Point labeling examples
+---+
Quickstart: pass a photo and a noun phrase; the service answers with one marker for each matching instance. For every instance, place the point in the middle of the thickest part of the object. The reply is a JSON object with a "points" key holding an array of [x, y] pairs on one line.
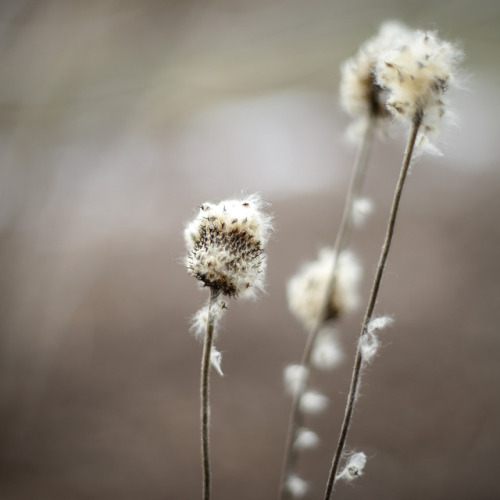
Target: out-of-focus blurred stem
{"points": [[204, 394], [341, 240], [351, 398]]}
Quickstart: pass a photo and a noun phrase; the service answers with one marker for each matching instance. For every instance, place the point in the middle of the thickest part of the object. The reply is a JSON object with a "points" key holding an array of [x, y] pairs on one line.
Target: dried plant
{"points": [[225, 244]]}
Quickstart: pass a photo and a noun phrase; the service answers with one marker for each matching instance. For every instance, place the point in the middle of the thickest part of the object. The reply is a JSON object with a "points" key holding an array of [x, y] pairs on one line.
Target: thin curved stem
{"points": [[351, 398], [354, 188], [204, 395]]}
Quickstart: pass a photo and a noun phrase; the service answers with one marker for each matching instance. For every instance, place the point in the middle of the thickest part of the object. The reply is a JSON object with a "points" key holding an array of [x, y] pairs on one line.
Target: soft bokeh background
{"points": [[117, 119]]}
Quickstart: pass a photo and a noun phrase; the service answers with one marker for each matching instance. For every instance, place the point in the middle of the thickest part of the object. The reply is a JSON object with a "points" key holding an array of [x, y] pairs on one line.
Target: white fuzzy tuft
{"points": [[369, 342], [306, 439], [216, 360], [225, 244], [361, 210], [327, 353], [354, 467], [296, 486], [360, 94], [313, 402], [379, 323], [417, 75], [294, 377], [307, 289]]}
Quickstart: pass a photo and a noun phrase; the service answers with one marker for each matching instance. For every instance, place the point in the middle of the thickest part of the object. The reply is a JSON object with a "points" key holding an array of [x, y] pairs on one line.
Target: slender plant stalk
{"points": [[351, 398], [204, 394], [354, 188]]}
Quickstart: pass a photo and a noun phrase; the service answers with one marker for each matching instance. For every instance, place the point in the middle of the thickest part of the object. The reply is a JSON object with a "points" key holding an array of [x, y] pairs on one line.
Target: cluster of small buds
{"points": [[369, 342], [361, 210], [361, 95], [307, 289], [225, 245], [354, 467], [417, 75], [305, 439]]}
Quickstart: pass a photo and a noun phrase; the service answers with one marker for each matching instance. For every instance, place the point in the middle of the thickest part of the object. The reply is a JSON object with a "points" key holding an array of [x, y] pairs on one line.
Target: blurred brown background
{"points": [[117, 119]]}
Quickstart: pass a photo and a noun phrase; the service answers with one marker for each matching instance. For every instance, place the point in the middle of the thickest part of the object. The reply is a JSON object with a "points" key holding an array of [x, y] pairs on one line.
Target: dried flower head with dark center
{"points": [[307, 289], [361, 94], [417, 76], [225, 245]]}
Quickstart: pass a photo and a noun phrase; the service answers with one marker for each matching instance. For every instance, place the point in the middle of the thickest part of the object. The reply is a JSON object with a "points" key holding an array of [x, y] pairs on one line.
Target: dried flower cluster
{"points": [[225, 245], [417, 75], [361, 95], [400, 73]]}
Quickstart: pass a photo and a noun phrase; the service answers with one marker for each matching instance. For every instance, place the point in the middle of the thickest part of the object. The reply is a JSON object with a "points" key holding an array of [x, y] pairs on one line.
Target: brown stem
{"points": [[354, 188], [204, 395], [351, 398]]}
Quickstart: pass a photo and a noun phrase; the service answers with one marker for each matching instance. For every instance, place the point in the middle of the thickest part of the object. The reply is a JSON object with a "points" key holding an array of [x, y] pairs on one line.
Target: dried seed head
{"points": [[307, 289], [225, 244], [360, 93], [369, 342], [417, 76]]}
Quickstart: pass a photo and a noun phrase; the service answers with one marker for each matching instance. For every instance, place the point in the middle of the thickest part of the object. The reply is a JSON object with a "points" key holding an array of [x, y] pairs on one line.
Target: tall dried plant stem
{"points": [[351, 398], [204, 395], [354, 188]]}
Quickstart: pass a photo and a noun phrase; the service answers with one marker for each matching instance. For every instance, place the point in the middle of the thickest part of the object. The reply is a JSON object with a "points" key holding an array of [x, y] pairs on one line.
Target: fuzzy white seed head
{"points": [[379, 323], [296, 486], [361, 210], [225, 244], [354, 467], [417, 75], [199, 321], [313, 402], [307, 289], [216, 360], [369, 342], [361, 96], [306, 439], [327, 353], [294, 377]]}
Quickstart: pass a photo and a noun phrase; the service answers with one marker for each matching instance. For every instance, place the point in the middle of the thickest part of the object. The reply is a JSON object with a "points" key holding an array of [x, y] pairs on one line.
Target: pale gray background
{"points": [[117, 119]]}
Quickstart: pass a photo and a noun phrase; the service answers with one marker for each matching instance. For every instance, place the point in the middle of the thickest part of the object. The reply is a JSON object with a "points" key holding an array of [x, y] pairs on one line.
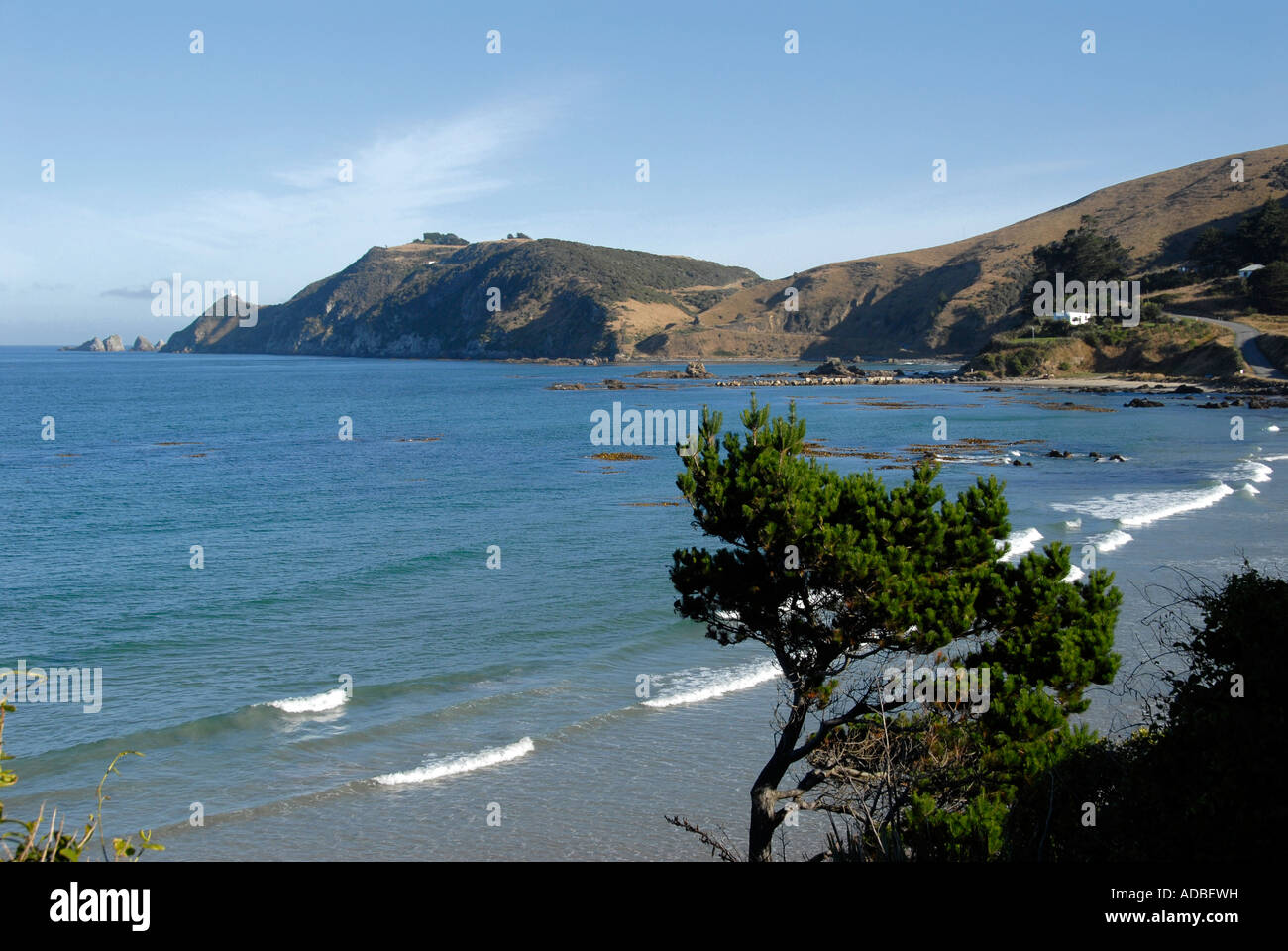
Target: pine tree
{"points": [[841, 578]]}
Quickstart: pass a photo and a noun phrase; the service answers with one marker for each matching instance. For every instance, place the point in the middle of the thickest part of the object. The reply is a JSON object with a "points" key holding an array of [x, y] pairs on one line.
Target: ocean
{"points": [[347, 677]]}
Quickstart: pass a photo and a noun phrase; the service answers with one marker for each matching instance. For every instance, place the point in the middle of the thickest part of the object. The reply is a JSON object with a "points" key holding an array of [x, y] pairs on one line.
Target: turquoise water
{"points": [[477, 692]]}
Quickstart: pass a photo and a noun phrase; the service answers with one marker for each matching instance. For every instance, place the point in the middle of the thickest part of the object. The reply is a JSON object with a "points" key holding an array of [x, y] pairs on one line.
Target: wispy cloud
{"points": [[129, 292], [397, 180]]}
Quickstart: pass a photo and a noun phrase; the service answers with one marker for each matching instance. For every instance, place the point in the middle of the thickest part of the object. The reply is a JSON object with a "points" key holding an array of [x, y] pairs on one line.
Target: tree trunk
{"points": [[764, 801]]}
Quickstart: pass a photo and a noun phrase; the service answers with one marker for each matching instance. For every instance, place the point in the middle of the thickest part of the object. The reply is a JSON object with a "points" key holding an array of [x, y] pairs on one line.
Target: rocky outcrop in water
{"points": [[93, 344]]}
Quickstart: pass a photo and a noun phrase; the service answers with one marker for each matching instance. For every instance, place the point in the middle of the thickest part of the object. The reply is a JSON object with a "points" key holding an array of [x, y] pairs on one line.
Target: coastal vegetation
{"points": [[848, 581], [844, 579], [48, 840]]}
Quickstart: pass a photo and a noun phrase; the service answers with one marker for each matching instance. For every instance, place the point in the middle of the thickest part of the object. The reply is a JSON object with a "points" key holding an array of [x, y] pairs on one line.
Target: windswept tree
{"points": [[842, 579]]}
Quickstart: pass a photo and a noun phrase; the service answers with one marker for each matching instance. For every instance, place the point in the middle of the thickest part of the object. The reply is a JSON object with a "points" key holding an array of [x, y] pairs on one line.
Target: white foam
{"points": [[1021, 543], [463, 763], [330, 699], [1249, 470], [1136, 509], [706, 685], [1108, 541]]}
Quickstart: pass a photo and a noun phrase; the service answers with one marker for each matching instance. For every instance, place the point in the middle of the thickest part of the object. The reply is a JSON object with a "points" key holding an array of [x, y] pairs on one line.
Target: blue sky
+---+
*Prompt:* Generate a word-for-word copy of the preceding records, excluding all pictures.

*Exercise output:*
Quickstart: pass a photo and a noun phrase; the service answers with one marker for each matching instance. For every instance, place the point in the middle of the thickest part of the object. The reply is a JSON object with a "points" key holding an array of [x, y] pairs on one line.
Target: out-of-focus blurred stem
{"points": [[204, 394], [341, 240], [351, 398]]}
Quickstart: pass a photo and a noun phrase; the service answers with one marker for each matching instance. For every instance, place the point in the middle of the thickest part of the object. The reply is a JSON object with a "points" key holding an array of [x, y] pairs on one line.
Target: dried plant
{"points": [[225, 244]]}
Quickstart: pass a photo and a noun phrase; the service answers with one marker for each matching instance. For every instance, place the point in the middle of the thickest part of the object. The reply is a JSON object with a "points" key holding an array of [x, y] pairs on one line.
Target: thin curved stem
{"points": [[351, 398], [354, 188], [204, 395]]}
Quickstart: pass a photo and a noun phrase; the service answers with one marker for each matching instance. For every instance, place the point in the middle of the thickest part of the object. The reply is a JSON object with a "points" key holding an array of [x, y] pairs on one line.
Target: soft bokeh background
{"points": [[117, 119]]}
Quickstart: pass a photo and a noun phrase; the service answers with one marker for each matching instance. For every instance, place the point in the middle of the thickest part of the object. The reply is a JSON object with a "points" key holding an array of [x, y] pairs on one line.
Target: white fuzzy tuft
{"points": [[369, 342], [306, 439], [216, 360], [225, 244], [361, 210], [327, 353], [354, 467], [296, 486], [360, 94], [313, 402], [379, 323], [417, 75], [294, 377], [307, 289]]}
Quickstart: pass a photo and a noun phrase; the service answers with one marker for each matching instance. For every instance, place the point in the middle of the thickest part of the object. The reply is a JSON object with a "points" key holding an array of [x, y] pairs on one line.
Target: slender plant stalk
{"points": [[351, 398], [204, 394], [354, 188]]}
Quickstart: pass a photo and a noun phrase; the service answers with one marker for each matching instance. For every instance, place the point in the middle of the thickest part of the object. The reply is a JSON object with a "points" key holding an array of [x, y] pairs on one line.
Target: cluster of small buds
{"points": [[369, 342], [361, 210], [361, 95], [307, 289], [225, 245], [354, 467], [417, 75], [305, 439]]}
Quickstart: pass a photo and a noun phrase; the service answers with one marker for each matching instance. For every instance, place the point in the middle of the thickest part of the object. The reply is a JSON object with a "points" key holding an array of [x, y] pairs on one line.
Target: blurred brown background
{"points": [[117, 119]]}
Quickstart: pass a photo and a noun phrase; the service answers with one marker for each matching instance. For every instance, place the point in the middle of the thickest part of the object. The reply is a JSON object with a "points" key holding an array of [x, y] pairs on one line.
Target: dried flower head with dark center
{"points": [[307, 289], [361, 94], [417, 76], [225, 245]]}
Quickstart: pass a photo and a noun phrase; the service answers with one marker for each matching instance. For every instance, place the point in the middle of the thickest part of the object. The reply is a JSON object with a "points" key holding an array of [x, y] pairs on one line.
Target: dried flower cluster
{"points": [[225, 245], [417, 75], [361, 95], [400, 73]]}
Quickstart: pass a photo and a noun phrase; the service answers with one marker for each matching instance. For every instance, place the point in the middle of the thickest part of the object. The reply is a JSON object with a "points" key holding an array of [x, y] pairs on one line.
Target: brown stem
{"points": [[354, 188], [204, 395], [351, 398]]}
Quickstart: pass a photo and a noun phrase; the service answers with one marker for each matching instance. For every instance, place the point in the middle of the thickest part of the object. The reply is a JSON object with a "points" key holding an array of [x, y] pairs on one line.
Target: dried seed head
{"points": [[307, 289], [225, 244], [360, 93], [369, 342], [417, 76]]}
Quickstart: pass a photo and a noun phrase; the service answers with one marker for each matching instance. For every instance, place the point in the middle of the thickest part of the object. The reply is a JSON object with a "points" key holding an array of [x, y] pairs on one line.
Target: tall dried plant stem
{"points": [[351, 398], [204, 395], [354, 188]]}
Quickstart: pass a photo and a noun phrase; the service answers with one marker for each matching instance. For every instance, place the point in the middle of the thickest part of the object. The reply is a JSON object with a "points" key holding an array of [x, y] pairs on one line.
Target: fuzzy white seed head
{"points": [[379, 323], [296, 486], [361, 210], [225, 244], [354, 467], [417, 75], [199, 321], [313, 402], [307, 289], [216, 360], [369, 342], [361, 96], [306, 439], [327, 353], [294, 377]]}
Quickstart: pass a photo and a noun phrase; the service answers with one marker for each matching instance. For every instance, place the point in the middle of the thickest part of the object. The reply is a JSON object with a "points" key holding an array of [x, y] pairs on one line.
Target: pale gray background
{"points": [[117, 119]]}
Quickstart: pass a photo and a noun phrase; the service answers with one marker for each matching instance. For every instance, place the point in the middle of the thickest part of the object. The reply is a JSON object with a "points" key holding an array of [x, y] pairs on one line.
Target: pine tree
{"points": [[841, 578]]}
Quickstart: pass a photo and a noun phrase; the service answers with one marker for each matching instance. For every instance, place the point in the middle of the thickest part of the object. The reply is a JSON object with a "points" key holding an array of [x, y] pairs on one line.
Target: ocean
{"points": [[347, 677]]}
Quickstart: pass a photo and a noun phrase; the service answers with one marker for each matching instance. For every instance, place the point in the middle of the thickest part of the object. The reply is a JSON object with a "points" key holding an array of [x, y] pairs on one line.
Target: turquoise water
{"points": [[477, 692]]}
Quickstart: pass a photo and a noun phrase; the service answers with one marker for each matching instance. For every instance, place the point in the middle of the thickest part of the object. The reply is a JSON object with a "points" key holding an array of [x, y] pairs on one line.
Target: wispy cloud
{"points": [[129, 292], [397, 180]]}
Quickstart: pass a photo and a noun phrase; the service answers with one marker for each matching instance. For every instance, place the point in the middle of the thickest part of the object. The reply is a JSON object with a "points" key holding an array of [x, y] pairs on one line.
Target: tree trunk
{"points": [[764, 801]]}
Quickstart: pass a photo and a noun phrase; the service answers with one marker for each matching instance. For every instance, place the point in the middle of the thickest part of the object. The reply is a JSON object with a "points" key holding an array of [x, y] pairs on one line.
Target: rocky outcrop in water
{"points": [[93, 344]]}
Quickstart: pass a photo and a noun phrase; the service answers with one marker for each matching instance. For every instance, place the point in the middle of the thickest part of the object. The reply is a JSON object with a "points" key holding an array of [x, y] pairs on one line.
Target: coastal vegetation
{"points": [[848, 581], [844, 579], [48, 840]]}
Quickstart: pass a photo and a noun phrase; the service answers with one marker for each matching instance. For every instance, place the point in the middle of the thickest part of the object. The reply is a JSON object with a "points" key holding an array of [x, y] pairs on one line.
Target: windswept tree
{"points": [[842, 579]]}
Quickstart: pass a photo and a noun phrase; the service answers with one marker for each matching instance. For every instance, place the point in the middle of the thickest part of the object. The reply is a JSON object with a "points" key holding an array of [x, y] pairs on one line.
Target: white foam
{"points": [[1021, 543], [463, 763], [330, 699], [1249, 470], [1136, 509], [706, 685], [1108, 541]]}
Quickstart: pass a photo and a noun phrase; the service answers with one marker for each matching instance. For every instance, place the point in the middle of the thickest part of the object. The reply is a JSON object with a "points" key holding an array of [x, y] pairs on one line.
Target: blue sky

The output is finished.